◆ **Extrait**:
::::

Dans le cadre de notre partenariat média avec le concours La Convocation, dédié aux élèves inscrits en écoles d’art, les 10 finalistes se prêtent à l’exercice de l’interview, aujourd’hui, nous découvrons le travail de Cynthia Lefebvre.



www.cezel-cynthialefebvre.tumblr.com

www.laconvocation.fr

030_Cynthia-Lefebvre030_Cynthia-Lefebvre030_Cynthia-LefebvreLégendes de gauche à droite :
1/  Portrait de Cynthia Lefebvre.
2/  Cynthia Lefebvre, Dolce Farniente, 2016, argile crue, bois, corde, crochets, tissu, pierre. crédit photo : Cynthia Lefebvre.
3/  Cynthia Lefebvre, Lundi Matin, 2016, bois, contreplaqué, terre cuite, grès, verre et plâtre 250 x 914 cm. Exposition collective Process in-Situ, Le Doc, Paris. crédit photo : Cynthia Lefebvre.

 


Quel est votre parcours avant d’entrer en école d’art ?
Mon parcours n'est pas très classique au sens scolaire du terme. Après un Bac L Arts Plastiques, je me suis dans un premier temps formée aux techniques de la Céramique, puis j'ai développé mon travail plastique de façon autodidacte pendant quelques années avant de reprendre mes études aux Beaux-Arts de Paris il y a 3 ans. J'ai souvent travaillé pour d'autres artistes en tant qu'assistante ou performeur et pour des centres d'arts, et j'ai également mené un programme de 3 ans avec des écoles primaires publiques dans le cadre d'une résidence d'artistes...entre autres choses.

Quelle est votre école ? Comment l’avez-vous choisi ? Avez-vous préparé plusieurs concours en école d’art ? Votre école actuelle était-elle votre premier choix ?
J'étudie à l'Ecole Nationale Supérieure des Beaux-Arts de Paris. Lorsque j'ai décidé de reprendre mes études, je projetais de postuler à plusieurs écoles. Mais Paris était le premier concours du calendrier et également mon premier choix donc je n'ai pas poursuivi les démarches pour les autres écoles lorsque j'ai appris mon admission à Paris. Mon choix était à la fois dû à ce que proposait l'école dans son programme et au riche environnement artistique et culturel parisien général.

Aujourd’hui en février 2017, à quelle étape de votre “scolarité” êtes-vous arrivé(e) ?
Je suis en 5e et donc dernière année d'étude. Je prépare actuellement mon diplôme de fin d'études, le DNSAP (diplôme national supérieur d'art plastiques).

Quelle est votre pratique plastique ? Comment votre pratique s’est elle imposée à vous ? Pouvez-vous nous raconter sa naissance, son histoire ?

::::

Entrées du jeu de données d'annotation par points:
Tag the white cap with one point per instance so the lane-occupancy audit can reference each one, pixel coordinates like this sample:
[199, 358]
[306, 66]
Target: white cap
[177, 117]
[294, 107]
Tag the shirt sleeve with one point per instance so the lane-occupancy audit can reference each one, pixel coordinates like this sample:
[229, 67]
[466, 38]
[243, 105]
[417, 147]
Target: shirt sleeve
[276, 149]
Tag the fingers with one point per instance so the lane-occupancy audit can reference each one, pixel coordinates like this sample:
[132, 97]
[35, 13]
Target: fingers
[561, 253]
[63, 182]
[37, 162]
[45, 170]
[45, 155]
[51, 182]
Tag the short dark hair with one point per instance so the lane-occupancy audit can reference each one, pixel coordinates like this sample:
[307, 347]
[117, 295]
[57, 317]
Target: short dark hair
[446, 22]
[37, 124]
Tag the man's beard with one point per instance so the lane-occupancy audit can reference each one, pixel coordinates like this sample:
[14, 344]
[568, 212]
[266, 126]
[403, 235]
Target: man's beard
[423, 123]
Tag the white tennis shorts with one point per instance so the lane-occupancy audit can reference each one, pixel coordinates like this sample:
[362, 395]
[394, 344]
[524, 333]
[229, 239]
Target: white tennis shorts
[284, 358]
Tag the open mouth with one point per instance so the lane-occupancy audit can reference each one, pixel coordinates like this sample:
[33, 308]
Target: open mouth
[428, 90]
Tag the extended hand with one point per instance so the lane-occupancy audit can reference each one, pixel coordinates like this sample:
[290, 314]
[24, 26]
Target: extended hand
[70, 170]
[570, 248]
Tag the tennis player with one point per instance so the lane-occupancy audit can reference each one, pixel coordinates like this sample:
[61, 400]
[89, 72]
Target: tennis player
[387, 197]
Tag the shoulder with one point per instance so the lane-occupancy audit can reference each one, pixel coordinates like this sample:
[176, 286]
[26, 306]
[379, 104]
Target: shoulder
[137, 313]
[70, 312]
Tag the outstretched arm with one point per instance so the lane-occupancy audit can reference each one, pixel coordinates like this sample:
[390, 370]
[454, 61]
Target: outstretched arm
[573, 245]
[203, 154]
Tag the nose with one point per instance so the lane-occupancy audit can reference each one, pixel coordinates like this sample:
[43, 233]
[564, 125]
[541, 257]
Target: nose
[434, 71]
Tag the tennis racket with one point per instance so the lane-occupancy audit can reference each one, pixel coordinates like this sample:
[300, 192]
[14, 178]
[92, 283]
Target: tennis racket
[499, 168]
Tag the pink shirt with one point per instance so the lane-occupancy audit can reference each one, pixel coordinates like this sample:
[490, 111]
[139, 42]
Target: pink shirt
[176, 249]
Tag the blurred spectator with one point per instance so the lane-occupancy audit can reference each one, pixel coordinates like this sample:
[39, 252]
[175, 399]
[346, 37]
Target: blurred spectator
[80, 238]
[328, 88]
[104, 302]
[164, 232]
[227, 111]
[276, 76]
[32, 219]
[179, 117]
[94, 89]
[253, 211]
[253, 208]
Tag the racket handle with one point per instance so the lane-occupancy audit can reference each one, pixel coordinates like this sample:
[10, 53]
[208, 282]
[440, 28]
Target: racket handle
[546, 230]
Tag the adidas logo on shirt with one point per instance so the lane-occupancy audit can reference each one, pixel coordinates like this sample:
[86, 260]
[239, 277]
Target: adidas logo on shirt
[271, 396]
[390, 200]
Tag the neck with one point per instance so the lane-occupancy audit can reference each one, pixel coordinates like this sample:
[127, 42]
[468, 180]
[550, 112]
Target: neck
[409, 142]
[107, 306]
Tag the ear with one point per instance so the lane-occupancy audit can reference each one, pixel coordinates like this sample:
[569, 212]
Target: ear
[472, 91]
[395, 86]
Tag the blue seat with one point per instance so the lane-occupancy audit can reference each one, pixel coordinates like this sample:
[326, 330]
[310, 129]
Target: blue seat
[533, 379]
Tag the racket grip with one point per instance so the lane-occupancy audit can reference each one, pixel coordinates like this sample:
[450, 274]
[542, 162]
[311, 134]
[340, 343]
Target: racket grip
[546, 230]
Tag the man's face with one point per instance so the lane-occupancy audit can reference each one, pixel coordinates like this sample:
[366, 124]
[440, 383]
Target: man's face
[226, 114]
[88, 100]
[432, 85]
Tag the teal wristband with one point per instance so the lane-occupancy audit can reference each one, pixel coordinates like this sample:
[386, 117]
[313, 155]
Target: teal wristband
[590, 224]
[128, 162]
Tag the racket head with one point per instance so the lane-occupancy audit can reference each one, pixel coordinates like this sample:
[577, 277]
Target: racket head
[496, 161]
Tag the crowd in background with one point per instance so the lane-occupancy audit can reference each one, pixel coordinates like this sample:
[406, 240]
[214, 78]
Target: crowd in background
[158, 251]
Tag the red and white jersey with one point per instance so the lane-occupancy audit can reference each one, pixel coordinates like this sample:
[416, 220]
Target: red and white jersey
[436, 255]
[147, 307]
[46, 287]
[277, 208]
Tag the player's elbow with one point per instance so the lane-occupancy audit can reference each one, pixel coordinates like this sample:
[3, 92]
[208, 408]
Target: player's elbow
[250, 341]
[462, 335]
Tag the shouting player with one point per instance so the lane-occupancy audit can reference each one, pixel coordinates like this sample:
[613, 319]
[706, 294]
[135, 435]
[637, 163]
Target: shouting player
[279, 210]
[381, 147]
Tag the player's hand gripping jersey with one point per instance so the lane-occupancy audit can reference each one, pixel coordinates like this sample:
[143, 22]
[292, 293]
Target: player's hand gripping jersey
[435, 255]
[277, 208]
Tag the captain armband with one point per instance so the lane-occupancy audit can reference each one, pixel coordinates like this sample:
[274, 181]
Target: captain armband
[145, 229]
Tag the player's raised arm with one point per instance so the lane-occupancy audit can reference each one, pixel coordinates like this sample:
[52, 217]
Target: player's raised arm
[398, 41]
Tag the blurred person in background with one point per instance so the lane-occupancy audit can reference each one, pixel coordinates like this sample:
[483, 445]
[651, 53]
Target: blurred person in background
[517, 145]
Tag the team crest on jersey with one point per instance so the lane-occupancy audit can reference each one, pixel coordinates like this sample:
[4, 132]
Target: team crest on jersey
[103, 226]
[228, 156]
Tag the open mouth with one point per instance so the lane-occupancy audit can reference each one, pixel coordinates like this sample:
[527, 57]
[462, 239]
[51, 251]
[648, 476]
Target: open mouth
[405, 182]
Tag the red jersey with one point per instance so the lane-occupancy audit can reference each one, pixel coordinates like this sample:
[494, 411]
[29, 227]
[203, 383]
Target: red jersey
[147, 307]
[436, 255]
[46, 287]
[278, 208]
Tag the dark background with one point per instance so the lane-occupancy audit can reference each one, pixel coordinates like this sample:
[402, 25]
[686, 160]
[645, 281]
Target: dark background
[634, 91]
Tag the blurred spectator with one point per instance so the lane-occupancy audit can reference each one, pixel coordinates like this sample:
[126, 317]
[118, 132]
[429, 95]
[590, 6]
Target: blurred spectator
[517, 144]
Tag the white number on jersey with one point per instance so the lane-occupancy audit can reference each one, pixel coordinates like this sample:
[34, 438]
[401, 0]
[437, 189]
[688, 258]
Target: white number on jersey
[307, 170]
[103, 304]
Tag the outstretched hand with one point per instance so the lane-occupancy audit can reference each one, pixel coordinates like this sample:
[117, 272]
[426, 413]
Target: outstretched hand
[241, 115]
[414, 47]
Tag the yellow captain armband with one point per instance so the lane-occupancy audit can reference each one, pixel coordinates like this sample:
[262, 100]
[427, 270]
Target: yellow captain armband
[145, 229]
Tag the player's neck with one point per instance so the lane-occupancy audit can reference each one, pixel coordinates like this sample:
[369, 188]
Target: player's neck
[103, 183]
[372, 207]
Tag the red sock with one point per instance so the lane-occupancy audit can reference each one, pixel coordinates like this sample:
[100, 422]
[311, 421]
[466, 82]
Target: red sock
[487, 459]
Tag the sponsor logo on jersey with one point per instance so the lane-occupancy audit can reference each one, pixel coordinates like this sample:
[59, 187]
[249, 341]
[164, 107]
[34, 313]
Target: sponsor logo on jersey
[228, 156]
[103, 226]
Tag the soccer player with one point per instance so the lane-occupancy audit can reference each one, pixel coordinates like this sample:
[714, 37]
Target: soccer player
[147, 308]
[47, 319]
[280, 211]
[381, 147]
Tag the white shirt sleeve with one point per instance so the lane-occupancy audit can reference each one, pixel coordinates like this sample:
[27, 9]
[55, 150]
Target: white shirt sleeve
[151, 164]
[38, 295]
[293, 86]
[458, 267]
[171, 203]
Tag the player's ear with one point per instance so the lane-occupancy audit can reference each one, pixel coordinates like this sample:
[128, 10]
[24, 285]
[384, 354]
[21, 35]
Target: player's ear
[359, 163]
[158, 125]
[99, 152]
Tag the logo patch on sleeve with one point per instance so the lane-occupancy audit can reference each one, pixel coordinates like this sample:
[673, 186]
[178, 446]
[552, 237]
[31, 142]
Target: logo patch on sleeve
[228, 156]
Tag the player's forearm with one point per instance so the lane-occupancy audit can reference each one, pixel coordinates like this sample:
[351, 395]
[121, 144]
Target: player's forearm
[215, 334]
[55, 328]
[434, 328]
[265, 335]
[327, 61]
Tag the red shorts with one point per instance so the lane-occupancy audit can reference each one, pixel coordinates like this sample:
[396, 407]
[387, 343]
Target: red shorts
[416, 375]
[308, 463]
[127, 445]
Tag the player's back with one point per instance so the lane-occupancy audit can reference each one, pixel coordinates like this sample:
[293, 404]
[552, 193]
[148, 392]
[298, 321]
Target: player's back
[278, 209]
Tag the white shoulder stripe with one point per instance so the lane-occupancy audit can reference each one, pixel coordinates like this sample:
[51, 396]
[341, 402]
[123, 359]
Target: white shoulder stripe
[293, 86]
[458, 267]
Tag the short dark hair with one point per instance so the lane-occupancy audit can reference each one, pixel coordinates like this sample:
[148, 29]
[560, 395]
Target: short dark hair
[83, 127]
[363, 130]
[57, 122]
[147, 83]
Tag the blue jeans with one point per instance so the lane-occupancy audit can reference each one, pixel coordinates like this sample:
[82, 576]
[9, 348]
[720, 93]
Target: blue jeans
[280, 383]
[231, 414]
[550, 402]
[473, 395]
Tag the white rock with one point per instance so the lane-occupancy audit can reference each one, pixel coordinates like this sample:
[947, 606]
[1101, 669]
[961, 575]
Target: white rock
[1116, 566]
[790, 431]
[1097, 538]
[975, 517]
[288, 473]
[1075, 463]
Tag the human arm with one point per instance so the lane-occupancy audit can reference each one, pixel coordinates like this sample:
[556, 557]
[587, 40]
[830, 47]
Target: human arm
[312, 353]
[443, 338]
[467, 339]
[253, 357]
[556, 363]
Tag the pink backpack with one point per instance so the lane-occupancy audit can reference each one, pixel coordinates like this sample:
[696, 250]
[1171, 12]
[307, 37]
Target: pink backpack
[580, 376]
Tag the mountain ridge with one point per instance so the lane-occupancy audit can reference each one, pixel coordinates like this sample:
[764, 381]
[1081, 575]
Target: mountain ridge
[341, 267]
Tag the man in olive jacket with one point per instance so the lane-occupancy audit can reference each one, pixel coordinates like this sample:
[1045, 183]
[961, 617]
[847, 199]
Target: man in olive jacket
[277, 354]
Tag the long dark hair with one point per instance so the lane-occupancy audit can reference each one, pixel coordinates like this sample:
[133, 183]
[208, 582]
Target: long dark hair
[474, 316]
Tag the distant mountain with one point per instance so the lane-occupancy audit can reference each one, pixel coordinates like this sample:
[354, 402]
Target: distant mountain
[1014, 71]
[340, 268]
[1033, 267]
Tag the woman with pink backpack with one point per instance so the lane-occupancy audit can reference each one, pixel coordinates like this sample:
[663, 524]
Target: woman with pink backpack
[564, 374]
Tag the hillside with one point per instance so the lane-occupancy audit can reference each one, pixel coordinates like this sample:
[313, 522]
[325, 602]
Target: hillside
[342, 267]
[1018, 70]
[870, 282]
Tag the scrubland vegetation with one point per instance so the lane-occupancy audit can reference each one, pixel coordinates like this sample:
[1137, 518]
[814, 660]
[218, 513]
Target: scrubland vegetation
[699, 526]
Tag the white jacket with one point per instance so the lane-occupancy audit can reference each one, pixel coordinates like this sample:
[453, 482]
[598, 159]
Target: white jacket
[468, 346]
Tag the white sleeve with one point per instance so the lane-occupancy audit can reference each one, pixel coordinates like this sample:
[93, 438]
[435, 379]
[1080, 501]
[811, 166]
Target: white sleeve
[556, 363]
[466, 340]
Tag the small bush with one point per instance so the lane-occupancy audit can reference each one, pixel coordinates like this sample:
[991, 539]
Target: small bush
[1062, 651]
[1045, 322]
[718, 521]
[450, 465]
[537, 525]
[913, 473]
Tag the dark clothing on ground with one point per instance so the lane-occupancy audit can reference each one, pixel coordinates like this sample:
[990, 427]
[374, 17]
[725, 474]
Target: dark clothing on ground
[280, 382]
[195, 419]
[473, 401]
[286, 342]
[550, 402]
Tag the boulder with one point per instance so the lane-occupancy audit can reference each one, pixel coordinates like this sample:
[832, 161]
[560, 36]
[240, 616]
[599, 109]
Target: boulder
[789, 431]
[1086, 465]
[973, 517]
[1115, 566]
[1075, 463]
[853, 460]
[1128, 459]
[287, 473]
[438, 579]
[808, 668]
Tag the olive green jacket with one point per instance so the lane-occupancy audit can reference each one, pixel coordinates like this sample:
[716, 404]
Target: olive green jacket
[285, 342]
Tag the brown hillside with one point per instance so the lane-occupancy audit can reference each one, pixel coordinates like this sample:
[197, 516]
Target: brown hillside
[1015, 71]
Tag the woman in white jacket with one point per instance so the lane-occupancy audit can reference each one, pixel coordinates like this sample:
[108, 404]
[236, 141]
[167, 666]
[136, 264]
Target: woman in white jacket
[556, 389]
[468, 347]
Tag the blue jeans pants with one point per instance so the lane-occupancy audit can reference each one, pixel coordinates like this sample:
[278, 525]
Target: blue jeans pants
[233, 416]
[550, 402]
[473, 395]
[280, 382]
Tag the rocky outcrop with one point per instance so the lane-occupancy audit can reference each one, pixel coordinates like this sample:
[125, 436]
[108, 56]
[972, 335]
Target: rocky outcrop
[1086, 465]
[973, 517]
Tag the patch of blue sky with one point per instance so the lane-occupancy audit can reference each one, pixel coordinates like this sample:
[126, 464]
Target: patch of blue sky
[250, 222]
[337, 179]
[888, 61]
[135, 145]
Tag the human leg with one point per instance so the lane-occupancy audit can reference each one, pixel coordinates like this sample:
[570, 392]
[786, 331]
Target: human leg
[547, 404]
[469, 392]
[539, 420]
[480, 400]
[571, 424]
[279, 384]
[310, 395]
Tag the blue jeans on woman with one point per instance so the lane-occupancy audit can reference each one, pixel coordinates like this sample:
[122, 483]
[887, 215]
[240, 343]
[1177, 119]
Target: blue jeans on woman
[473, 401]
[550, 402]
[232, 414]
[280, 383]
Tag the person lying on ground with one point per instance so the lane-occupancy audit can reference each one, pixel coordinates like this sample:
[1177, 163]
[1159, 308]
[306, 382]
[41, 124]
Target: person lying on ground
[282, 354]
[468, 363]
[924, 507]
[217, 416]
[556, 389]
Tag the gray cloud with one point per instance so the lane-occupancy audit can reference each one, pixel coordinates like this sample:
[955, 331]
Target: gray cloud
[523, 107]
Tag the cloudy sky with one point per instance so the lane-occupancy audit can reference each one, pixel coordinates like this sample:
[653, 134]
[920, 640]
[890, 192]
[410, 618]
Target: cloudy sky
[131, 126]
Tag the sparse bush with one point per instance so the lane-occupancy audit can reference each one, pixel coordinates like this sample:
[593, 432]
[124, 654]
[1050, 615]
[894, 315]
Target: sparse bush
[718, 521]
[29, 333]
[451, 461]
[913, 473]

::::

◆ **Objectif de l'exercice**: D'après l'extrait, en quelle année d'études Cynthia Lefebvre se trouve-t-elle en février 2017 ? Répondez en une phrase, s'il vous plaît.

◆ **La réponse**: Elle est en 5e et dernière année d'études.